**TRAVAIL À FAIRE**
1. Selon le document source, de quel droit le paysan disposait-il sur la terre ?
2. Recopiez à l'identique le passage du document source qui va de « Le paysan était » jusqu'à « sévères sanctions. ».

Le paysan était à la base, il avait le droit
d'usage et en aucun cas celui de propriété et par
conséquent, il ne pouvait aliéner la terre. La descendance
pouvait dans une certaine mesure continuer à l'exploiter mais disposait
des mêmes droits que ses ancêtres. Il fallut attendre les reformes
du Fon Njoya de son retour de Victoria en 1905, lorsqu'il déclare :
« l'arbre qui est planté par un homme devient la
propriété de cet homme »19
L'ensemble des terres était divisé en domaines
sur lesquels étaient installés les chefs de lignages (Nji Ngwen),
les princes (Njimonfon), les intendants (Mutnjü Ngwen), les colons
(Noufà) et les serviteurs (Kpèn). Chaque catégorie sociale
a ses attributions qu'elle n'outrepasse point sous peine de
sévères sanctions.

**SECTION DES DONNÉES**
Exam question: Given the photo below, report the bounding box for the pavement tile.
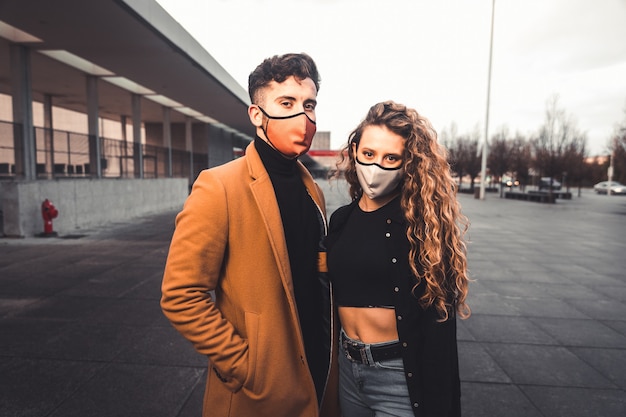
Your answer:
[461,382,546,417]
[467,290,520,316]
[14,296,105,321]
[85,298,163,326]
[465,315,556,345]
[0,317,72,354]
[50,363,203,417]
[570,347,626,390]
[176,371,206,417]
[522,386,626,417]
[114,325,208,369]
[0,358,105,417]
[459,342,512,383]
[567,299,626,320]
[485,343,617,389]
[529,317,626,349]
[506,297,589,319]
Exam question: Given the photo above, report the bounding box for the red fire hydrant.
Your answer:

**LES RÉPONSES**
1. Il avait le droit d'usage, et en aucun cas celui de propriété.

2.
Le paysan était à la base, il avait le droit
d'usage et en aucun cas celui de propriété et par
conséquent, il ne pouvait aliéner la terre. La descendance
pouvait dans une certaine mesure continuer à l'exploiter mais disposait
des mêmes droits que ses ancêtres. Il fallut attendre les reformes
du Fon Njoya de son retour de Victoria en 1905, lorsqu'il déclare :
« l'arbre qui est planté par un homme devient la
propriété de cet homme »19
L'ensemble des terres était divisé en domaines
sur lesquels étaient installés les chefs de lignages (Nji Ngwen),
les princes (Njimonfon), les intendants (Mutnjü Ngwen), les colons
(Noufà) et les serviteurs (Kpèn). Chaque catégorie sociale
a ses attributions qu'elle n'outrepasse point sous peine de
sévères sanctions.